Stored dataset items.

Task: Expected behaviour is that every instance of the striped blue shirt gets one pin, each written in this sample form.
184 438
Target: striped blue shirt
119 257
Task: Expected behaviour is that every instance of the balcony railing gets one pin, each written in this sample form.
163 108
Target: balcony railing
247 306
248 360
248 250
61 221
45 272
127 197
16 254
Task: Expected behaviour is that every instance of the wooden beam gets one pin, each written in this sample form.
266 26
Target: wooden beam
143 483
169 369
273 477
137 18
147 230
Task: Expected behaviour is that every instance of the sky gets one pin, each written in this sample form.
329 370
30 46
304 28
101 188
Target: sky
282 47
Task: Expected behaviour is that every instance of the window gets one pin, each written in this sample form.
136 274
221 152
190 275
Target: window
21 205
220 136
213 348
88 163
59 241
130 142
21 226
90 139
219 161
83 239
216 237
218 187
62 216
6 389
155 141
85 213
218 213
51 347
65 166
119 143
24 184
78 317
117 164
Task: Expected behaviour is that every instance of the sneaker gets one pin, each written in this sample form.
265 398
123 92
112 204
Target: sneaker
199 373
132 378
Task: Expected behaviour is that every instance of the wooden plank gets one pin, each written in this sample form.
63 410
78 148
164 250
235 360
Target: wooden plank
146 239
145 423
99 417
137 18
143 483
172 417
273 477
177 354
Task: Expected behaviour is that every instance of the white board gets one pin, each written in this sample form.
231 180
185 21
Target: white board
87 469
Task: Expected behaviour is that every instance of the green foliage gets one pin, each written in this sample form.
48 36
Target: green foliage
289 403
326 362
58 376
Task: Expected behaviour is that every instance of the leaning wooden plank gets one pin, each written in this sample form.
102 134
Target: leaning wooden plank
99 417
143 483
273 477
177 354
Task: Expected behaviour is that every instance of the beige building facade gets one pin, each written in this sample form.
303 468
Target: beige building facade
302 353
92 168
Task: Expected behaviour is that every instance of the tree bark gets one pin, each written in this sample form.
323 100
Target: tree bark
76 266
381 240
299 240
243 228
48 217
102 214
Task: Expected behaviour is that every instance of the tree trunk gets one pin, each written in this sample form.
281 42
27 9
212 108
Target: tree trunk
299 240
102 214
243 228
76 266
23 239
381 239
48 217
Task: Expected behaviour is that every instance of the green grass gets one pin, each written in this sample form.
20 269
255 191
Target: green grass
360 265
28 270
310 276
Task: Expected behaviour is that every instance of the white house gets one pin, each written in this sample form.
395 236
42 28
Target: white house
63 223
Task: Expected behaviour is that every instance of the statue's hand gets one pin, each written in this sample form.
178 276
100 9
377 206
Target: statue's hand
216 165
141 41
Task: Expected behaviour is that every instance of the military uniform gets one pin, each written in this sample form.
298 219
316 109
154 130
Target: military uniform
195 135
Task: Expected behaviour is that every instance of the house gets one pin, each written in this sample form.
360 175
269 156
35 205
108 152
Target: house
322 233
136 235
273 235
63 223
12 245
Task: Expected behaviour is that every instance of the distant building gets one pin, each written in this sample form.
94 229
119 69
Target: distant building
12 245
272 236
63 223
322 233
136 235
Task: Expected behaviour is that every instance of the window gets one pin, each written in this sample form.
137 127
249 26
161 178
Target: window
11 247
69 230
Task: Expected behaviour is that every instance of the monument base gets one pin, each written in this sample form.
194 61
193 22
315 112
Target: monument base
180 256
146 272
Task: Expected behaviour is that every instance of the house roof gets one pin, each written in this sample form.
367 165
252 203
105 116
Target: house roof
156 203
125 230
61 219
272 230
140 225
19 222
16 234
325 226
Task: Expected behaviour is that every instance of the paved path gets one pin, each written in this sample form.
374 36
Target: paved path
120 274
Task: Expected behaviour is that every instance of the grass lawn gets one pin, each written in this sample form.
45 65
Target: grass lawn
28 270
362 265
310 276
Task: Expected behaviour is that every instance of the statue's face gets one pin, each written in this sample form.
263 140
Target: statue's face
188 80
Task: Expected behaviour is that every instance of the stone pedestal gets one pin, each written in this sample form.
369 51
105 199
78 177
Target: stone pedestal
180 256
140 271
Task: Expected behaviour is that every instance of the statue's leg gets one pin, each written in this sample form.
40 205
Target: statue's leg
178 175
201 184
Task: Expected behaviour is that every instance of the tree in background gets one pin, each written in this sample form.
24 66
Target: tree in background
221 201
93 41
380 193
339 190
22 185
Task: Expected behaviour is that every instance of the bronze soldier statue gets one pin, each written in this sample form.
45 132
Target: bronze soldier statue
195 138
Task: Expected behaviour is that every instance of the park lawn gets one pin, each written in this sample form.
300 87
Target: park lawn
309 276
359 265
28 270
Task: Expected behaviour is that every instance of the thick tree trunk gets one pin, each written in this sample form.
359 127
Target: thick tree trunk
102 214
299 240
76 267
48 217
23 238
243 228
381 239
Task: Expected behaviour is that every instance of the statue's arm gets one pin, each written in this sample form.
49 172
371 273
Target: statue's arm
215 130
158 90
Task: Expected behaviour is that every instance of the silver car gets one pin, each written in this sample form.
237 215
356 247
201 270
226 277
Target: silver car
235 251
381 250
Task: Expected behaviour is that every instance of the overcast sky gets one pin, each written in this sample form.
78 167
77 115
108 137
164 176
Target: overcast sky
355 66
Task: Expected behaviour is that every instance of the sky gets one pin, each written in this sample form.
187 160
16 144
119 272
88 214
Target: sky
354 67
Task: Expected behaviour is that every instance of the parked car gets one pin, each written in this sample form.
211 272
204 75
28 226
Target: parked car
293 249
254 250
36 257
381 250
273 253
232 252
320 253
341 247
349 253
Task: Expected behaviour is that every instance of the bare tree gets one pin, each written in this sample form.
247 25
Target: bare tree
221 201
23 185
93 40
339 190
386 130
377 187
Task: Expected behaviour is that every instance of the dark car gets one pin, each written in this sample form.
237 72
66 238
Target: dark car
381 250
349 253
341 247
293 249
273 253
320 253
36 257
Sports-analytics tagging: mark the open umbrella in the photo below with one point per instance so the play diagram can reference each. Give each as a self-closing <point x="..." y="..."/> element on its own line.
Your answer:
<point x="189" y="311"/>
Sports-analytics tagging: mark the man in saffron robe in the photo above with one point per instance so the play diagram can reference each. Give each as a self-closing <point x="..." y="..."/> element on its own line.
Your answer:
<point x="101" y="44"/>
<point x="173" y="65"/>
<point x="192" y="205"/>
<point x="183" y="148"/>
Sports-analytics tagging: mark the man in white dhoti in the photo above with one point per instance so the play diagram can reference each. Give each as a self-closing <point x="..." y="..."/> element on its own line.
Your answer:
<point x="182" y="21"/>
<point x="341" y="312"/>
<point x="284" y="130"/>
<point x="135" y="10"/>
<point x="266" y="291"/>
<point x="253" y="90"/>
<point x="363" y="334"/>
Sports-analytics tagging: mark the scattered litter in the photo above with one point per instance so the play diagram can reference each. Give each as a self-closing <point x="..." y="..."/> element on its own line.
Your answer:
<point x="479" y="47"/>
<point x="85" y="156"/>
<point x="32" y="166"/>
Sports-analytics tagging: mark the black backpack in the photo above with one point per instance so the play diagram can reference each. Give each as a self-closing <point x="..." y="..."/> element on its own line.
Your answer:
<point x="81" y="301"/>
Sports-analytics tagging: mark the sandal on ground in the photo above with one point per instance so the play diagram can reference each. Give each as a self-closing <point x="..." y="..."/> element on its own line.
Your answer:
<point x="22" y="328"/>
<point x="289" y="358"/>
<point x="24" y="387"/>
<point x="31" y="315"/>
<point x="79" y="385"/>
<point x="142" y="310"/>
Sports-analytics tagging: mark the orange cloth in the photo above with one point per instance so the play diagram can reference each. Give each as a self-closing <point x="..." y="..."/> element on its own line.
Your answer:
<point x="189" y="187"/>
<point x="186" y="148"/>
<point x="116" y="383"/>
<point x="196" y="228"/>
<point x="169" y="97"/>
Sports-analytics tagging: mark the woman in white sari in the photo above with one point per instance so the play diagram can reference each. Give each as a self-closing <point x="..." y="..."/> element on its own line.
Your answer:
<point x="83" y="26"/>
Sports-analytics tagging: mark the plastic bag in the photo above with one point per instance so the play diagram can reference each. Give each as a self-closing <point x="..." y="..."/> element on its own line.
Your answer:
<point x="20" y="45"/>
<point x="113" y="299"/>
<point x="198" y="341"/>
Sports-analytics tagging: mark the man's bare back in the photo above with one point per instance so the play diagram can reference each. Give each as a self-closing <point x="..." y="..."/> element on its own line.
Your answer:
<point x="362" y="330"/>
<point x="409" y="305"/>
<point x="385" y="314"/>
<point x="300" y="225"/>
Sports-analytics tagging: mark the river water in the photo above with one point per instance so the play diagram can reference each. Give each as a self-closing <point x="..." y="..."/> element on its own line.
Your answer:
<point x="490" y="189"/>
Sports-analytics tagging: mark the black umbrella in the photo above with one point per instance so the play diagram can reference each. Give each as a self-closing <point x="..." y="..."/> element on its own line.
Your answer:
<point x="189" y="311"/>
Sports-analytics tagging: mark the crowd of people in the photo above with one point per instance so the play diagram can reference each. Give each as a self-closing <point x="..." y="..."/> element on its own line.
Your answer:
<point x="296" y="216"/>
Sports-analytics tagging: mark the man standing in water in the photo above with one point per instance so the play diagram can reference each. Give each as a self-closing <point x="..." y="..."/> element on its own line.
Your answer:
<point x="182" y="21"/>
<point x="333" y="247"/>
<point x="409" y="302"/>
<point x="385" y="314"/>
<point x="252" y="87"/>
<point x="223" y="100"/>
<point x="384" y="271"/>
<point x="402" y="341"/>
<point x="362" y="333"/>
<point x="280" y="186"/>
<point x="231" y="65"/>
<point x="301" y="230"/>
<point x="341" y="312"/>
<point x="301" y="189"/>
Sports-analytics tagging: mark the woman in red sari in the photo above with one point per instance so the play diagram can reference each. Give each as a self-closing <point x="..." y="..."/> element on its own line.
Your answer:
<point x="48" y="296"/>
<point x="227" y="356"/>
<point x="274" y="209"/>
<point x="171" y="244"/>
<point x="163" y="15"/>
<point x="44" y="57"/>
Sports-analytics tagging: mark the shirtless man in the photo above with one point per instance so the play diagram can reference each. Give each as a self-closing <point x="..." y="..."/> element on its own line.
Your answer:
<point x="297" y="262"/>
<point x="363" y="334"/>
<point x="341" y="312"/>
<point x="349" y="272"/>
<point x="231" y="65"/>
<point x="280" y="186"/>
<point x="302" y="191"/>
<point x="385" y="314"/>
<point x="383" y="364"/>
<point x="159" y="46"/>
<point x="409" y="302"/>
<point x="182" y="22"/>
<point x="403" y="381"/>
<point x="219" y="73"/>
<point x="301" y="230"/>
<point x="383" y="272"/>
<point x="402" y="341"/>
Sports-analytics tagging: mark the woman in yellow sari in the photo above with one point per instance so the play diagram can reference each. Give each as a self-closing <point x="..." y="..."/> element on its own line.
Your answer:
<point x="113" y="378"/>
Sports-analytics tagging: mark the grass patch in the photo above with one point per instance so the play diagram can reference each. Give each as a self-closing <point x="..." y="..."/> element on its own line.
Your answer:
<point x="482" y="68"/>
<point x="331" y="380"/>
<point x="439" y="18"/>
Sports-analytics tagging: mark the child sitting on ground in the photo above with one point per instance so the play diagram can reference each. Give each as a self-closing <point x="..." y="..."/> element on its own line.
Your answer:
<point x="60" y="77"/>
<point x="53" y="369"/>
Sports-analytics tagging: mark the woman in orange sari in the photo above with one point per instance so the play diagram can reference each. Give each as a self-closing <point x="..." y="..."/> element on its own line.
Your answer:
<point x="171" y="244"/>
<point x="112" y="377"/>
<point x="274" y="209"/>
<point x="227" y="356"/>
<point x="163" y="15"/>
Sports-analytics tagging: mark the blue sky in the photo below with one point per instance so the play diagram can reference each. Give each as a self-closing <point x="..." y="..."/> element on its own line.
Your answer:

Problem description.
Pull every line that holds the string "orange" out of the records.

Exercise response.
Sports-analytics tagging: mark the orange cloth in the photo above with one point per instance so the play diagram can reference each. Give each as a self-closing <point x="..." y="..."/> element on its own line.
Sports-analytics tagging: mark the woman in orange sari in the photo above with one point per instance so the play diagram can reference each. Give each as a self-closing <point x="..." y="..."/> element on its own line.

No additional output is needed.